**Passage shown**
----------
Singularity of a Symmetric Complex Matrix

Question

Let $B\in\mathbb{R}^{n\times n}$ be a real symmetric positive definite matrix. Note that since $B$ is positive definite, it is non-singular. Does there exist any real symmetric matrix $A\in\mathbb{R}^{n\times n}$ such that $$ \det(A+iB) = 0 $$ where $i$ is the imaginary unit?

Answer 1

The answer is no. One way to see this is as follows: the matrix $B$ has a positive-definite square root $B^{1/2}$. Note that $A + iB$ is invertible if and only if the matrix $$ B^{-1/2}(A + iB)B^{-1/2} = B^{-1/2}AB^{-1/2} + iI $$ is invertible. The eigenvalues of $B^{-1/2}AB^{-1/2} + iI$ have the form $\lambda + i$, where $\lambda$ is an eigenvalue of $B^{-1/2}AB^{-1/2}$. Because $B^{-1/2}AB^{-1/2}$ is (real and) symmetric, its eigenvalues are real. So, the eigenvalues of $B^{-1/2}AB^{-1/2} + iI$ are non-zero, which means that $B^{-1/2}AB^{-1/2} + iI$ is necessarily invertible.

The conclusion follows.
----------
In the thread on the singularity of a symmetric complex matrix, what square root of B does the reply use to show that A + iB is invertible?

**Supplied material**
----------
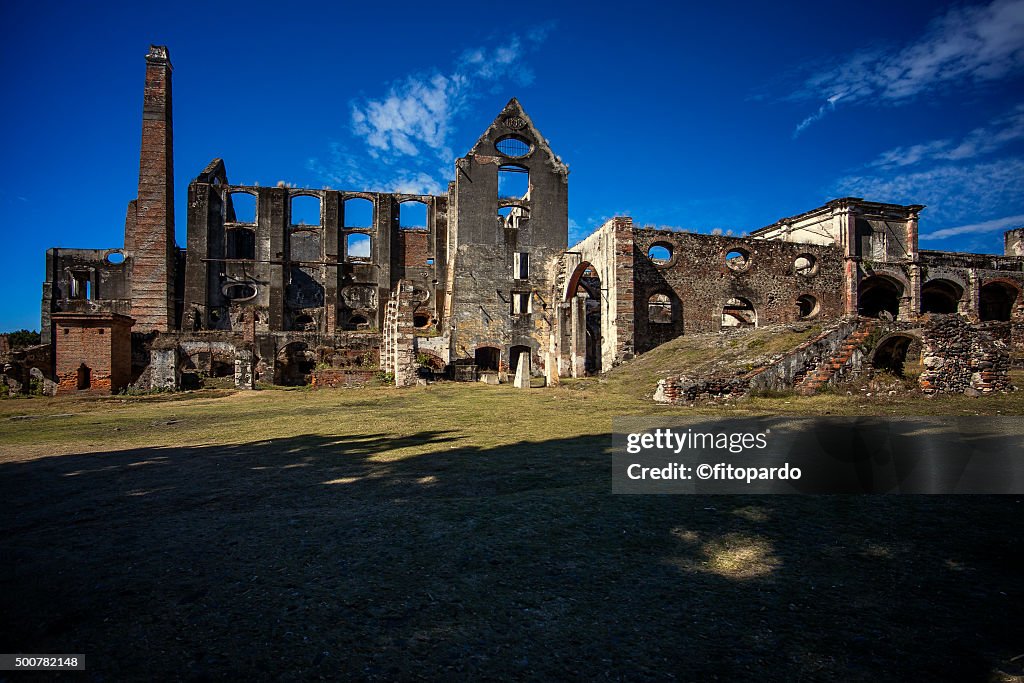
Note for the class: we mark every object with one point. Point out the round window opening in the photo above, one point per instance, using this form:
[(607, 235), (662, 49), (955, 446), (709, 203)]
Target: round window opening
----------
**Expected answer**
It uses the positive-definite square root of B, written B^{1/2}.